**Exercise details**
Apart from the pictures, write out the records that follow exactly.

[Entries taken from a collection]
#####

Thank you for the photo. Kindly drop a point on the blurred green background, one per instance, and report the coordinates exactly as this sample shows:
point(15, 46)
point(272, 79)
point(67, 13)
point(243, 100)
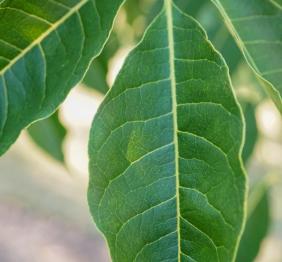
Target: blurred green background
point(43, 178)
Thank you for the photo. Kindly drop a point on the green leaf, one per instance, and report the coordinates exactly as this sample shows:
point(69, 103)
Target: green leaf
point(96, 76)
point(257, 223)
point(166, 181)
point(257, 27)
point(49, 135)
point(45, 49)
point(251, 135)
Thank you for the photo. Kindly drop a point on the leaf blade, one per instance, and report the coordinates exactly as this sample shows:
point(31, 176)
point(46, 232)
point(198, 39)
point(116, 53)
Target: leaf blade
point(243, 18)
point(137, 201)
point(49, 48)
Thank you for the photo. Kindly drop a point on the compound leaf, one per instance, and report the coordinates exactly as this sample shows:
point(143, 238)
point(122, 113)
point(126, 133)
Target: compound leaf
point(166, 182)
point(257, 27)
point(45, 49)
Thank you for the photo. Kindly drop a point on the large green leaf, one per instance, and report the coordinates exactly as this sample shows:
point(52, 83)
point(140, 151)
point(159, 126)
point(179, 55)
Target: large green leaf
point(45, 48)
point(166, 182)
point(258, 222)
point(49, 135)
point(251, 135)
point(257, 27)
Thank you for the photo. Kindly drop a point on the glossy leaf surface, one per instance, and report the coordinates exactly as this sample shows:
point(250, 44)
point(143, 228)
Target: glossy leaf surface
point(45, 49)
point(166, 182)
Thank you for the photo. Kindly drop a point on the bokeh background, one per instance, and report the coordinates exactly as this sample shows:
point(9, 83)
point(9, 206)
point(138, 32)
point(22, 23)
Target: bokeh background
point(43, 178)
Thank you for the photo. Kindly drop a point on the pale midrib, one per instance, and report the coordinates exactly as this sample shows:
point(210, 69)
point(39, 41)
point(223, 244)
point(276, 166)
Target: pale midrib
point(168, 8)
point(44, 35)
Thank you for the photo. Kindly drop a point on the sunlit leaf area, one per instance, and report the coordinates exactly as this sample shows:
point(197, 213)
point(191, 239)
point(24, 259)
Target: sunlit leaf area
point(44, 211)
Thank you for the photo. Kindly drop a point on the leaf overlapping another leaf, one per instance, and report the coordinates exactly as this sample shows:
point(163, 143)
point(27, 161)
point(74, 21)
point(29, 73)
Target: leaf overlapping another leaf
point(166, 182)
point(45, 49)
point(257, 27)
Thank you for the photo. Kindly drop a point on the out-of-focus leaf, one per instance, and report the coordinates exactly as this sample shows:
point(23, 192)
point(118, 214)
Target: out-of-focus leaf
point(258, 221)
point(219, 35)
point(257, 27)
point(45, 49)
point(165, 171)
point(251, 134)
point(49, 135)
point(96, 76)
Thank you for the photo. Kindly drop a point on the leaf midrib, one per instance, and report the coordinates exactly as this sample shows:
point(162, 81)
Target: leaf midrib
point(168, 10)
point(43, 35)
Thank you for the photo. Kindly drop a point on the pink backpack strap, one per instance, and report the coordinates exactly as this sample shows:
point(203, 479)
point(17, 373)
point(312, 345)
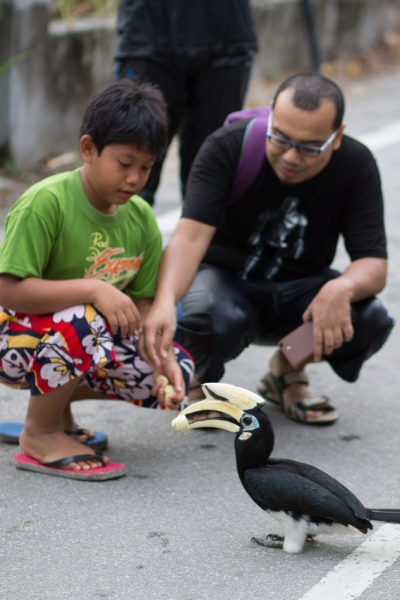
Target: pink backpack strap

#####

**Written solution**
Thank you for the photo. Kindly drop a point on the blurred green background, one per instance, and report the coordinates exactly as this sample shows:
point(15, 46)
point(272, 79)
point(67, 13)
point(243, 100)
Target: blurred green background
point(43, 178)
Thank you for the photo. Kindly drop a point on the green leaf, one per instance, and report the coordinates exactly as this sample shows:
point(69, 103)
Target: green leaf
point(96, 76)
point(257, 223)
point(166, 181)
point(257, 27)
point(49, 135)
point(45, 49)
point(251, 135)
Thank you for the photo. Kindly drop a point on the leaf blade, one per instance, and report the coordinates exactly as this sample shows:
point(31, 176)
point(46, 232)
point(198, 39)
point(116, 53)
Target: leaf blade
point(243, 18)
point(137, 201)
point(49, 48)
Thank you for the photo. Kindly drop a point on the compound leaf, one per instance, and report the coordinates exactly as this sample shows:
point(143, 238)
point(122, 113)
point(126, 133)
Target: compound leaf
point(166, 182)
point(257, 27)
point(45, 49)
Thank you for the photo. Kindly drop a point on the large green leaf, one per instance, and report the coordinates exactly as this sample shows:
point(52, 83)
point(140, 151)
point(159, 126)
point(179, 55)
Target: large green leaf
point(45, 48)
point(166, 182)
point(258, 222)
point(49, 135)
point(251, 135)
point(257, 27)
Thank you for the photo. Kindly drop a point on the glossy leaf surface, one per instance, and report the coordinates exactly as this sample shows:
point(250, 44)
point(143, 228)
Target: glossy leaf surface
point(45, 49)
point(166, 182)
Thank you for the photo. Kindly drop a point on the bokeh background, one per instance, and report the coordinates exactly as this sample shows:
point(9, 83)
point(9, 206)
point(138, 32)
point(22, 23)
Target: bokeh background
point(43, 178)
Thank you for the photo. Kindly drop a point on the pale midrib, one per instance, and report the coordinates exactly as this sample shows:
point(210, 69)
point(39, 41)
point(223, 244)
point(276, 166)
Target: pale midrib
point(168, 8)
point(44, 35)
Thank you for the photo. Kindly drop a point on the sunlit leaf area, one per instance, and report the coordinates exactly as this sample shows:
point(197, 213)
point(191, 239)
point(24, 259)
Target: sunlit leaf area
point(44, 211)
Thank you for the photo. Kindly drop a point on the leaf overlapping another leaf, one per instance, and report the coordinates exactly as this sample shows:
point(163, 143)
point(27, 161)
point(74, 21)
point(29, 73)
Target: leaf overlapping another leaf
point(166, 182)
point(45, 49)
point(257, 27)
Thank you for the photo. Kindly drop a point on the out-of-focus leaf, one per instance, and report the coordinates exactly as this sample shows:
point(23, 192)
point(118, 214)
Target: out-of-focus leaf
point(258, 221)
point(219, 35)
point(257, 27)
point(45, 49)
point(165, 171)
point(251, 134)
point(49, 135)
point(96, 76)
Thank you for the photo. Kindly drop a point on the leaf midrib, one per instance, and report the coordinates exactly as this sample shows:
point(162, 81)
Target: leaf midrib
point(168, 10)
point(43, 35)
Thank you for the photo. Kindly drop a point on the pink backpack strap, one per instance, and report the coordinates exactly as this sample shows:
point(203, 479)
point(17, 373)
point(312, 345)
Target: pink backpack strap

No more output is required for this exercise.